▸ Required work:
Give the stretch of data from the line containing "query (the noun phrase to segment): <item>weathered" through the line containing "POLYGON ((87 93, 99" as a Markdown table with two columns, Row and Line. Number each line in Row, put its text in Line, and leave out blank lines.
— BEGIN Exercise materials —
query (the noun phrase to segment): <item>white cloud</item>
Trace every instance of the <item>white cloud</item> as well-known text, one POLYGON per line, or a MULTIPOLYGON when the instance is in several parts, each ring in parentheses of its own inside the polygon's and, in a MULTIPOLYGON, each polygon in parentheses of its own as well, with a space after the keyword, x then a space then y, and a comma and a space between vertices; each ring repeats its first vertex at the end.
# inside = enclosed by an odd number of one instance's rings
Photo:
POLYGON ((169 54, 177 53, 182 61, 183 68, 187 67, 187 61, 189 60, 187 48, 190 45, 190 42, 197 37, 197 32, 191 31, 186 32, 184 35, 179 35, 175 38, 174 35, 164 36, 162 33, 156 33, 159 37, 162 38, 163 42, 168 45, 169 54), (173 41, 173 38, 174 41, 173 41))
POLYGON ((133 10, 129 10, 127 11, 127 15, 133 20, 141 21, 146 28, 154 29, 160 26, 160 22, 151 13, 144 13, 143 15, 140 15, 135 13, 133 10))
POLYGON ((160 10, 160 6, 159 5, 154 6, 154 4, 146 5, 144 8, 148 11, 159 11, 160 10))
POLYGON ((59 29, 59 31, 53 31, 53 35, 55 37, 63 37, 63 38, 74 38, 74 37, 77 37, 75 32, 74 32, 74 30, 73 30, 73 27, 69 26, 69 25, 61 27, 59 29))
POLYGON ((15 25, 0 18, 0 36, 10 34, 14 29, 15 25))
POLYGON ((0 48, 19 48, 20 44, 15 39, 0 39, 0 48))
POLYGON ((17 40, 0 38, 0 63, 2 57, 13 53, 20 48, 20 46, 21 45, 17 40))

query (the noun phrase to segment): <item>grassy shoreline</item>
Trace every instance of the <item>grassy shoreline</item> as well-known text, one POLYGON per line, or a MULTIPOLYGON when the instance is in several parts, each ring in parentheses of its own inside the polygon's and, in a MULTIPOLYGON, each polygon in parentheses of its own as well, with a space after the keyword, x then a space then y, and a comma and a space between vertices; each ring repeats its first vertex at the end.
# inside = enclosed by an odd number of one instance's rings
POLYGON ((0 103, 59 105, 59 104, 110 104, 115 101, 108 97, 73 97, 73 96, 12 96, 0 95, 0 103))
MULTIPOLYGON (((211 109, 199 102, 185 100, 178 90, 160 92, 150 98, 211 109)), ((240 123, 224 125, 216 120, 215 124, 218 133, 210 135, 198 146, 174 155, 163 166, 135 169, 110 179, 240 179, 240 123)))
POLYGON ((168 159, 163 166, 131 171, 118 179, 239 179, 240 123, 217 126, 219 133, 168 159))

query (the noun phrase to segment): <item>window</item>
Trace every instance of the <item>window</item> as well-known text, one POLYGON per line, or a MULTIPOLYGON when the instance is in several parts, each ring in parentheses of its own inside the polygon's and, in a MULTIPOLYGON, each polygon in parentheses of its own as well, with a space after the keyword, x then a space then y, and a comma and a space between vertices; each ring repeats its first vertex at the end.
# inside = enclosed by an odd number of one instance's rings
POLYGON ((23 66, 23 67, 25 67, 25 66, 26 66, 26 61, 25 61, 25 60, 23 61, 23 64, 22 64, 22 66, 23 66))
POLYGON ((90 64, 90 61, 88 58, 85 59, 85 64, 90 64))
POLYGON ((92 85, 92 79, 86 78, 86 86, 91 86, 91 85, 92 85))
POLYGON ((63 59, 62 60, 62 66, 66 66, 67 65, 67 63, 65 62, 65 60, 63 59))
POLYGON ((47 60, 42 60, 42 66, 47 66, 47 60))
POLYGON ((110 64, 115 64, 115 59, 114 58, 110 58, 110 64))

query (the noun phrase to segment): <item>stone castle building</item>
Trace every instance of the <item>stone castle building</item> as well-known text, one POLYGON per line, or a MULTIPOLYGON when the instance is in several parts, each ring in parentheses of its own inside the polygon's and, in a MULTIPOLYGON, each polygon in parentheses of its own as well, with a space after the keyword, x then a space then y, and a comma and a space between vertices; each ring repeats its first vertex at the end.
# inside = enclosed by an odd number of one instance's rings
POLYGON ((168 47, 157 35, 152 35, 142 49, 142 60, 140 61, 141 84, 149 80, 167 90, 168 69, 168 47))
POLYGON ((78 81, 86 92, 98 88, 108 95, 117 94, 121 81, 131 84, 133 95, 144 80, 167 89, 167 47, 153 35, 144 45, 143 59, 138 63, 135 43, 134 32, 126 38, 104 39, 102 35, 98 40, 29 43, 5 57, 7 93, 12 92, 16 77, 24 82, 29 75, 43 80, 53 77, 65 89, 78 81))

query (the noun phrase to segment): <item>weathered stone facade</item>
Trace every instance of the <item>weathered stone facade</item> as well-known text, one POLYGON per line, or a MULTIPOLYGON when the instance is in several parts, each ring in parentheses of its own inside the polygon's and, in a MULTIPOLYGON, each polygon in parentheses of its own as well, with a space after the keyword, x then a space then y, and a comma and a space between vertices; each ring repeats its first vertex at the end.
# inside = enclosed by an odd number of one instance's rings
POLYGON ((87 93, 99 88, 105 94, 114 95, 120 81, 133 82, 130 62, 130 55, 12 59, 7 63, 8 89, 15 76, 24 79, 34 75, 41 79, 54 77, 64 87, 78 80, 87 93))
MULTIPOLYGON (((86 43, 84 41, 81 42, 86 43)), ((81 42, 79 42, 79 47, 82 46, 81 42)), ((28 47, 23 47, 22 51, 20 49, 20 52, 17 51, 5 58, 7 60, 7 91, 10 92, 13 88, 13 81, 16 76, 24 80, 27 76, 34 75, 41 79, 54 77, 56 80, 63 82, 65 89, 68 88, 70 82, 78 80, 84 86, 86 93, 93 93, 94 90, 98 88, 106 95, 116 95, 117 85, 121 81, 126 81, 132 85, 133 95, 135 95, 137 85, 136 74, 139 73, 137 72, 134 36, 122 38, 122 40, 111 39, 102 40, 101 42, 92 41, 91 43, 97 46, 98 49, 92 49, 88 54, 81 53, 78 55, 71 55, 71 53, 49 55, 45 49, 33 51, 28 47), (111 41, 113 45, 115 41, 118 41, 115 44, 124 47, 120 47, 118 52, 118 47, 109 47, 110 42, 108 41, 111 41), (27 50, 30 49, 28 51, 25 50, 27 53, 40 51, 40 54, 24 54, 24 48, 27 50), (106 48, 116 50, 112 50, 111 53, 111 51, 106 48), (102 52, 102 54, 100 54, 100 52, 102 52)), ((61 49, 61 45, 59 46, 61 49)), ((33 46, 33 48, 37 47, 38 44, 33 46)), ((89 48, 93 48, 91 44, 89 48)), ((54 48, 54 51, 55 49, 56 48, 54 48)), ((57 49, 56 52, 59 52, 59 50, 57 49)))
— END Exercise materials —
▸ Response to this task:
| Row | Line |
|---|---|
| 1 | query (the noun phrase to segment): <item>weathered stone facade</item> |
| 2 | Trace every instance of the <item>weathered stone facade</item> as well-known text, one POLYGON per line, or a MULTIPOLYGON when the instance is in several parts, each ring in parentheses of its own inside the polygon's and, in a MULTIPOLYGON, each polygon in parentheses of its own as well, with a space after the keyword, x then a space then y, and a comma and a space between vertices; each ring repeats its first vertex at the end. |
| 3 | # inside = enclosed by an odd number of one instance's rings |
| 4 | POLYGON ((87 93, 99 88, 105 94, 114 95, 120 81, 133 82, 130 62, 130 55, 12 59, 7 63, 8 89, 15 76, 24 79, 34 75, 41 79, 54 77, 64 87, 78 80, 87 93)) |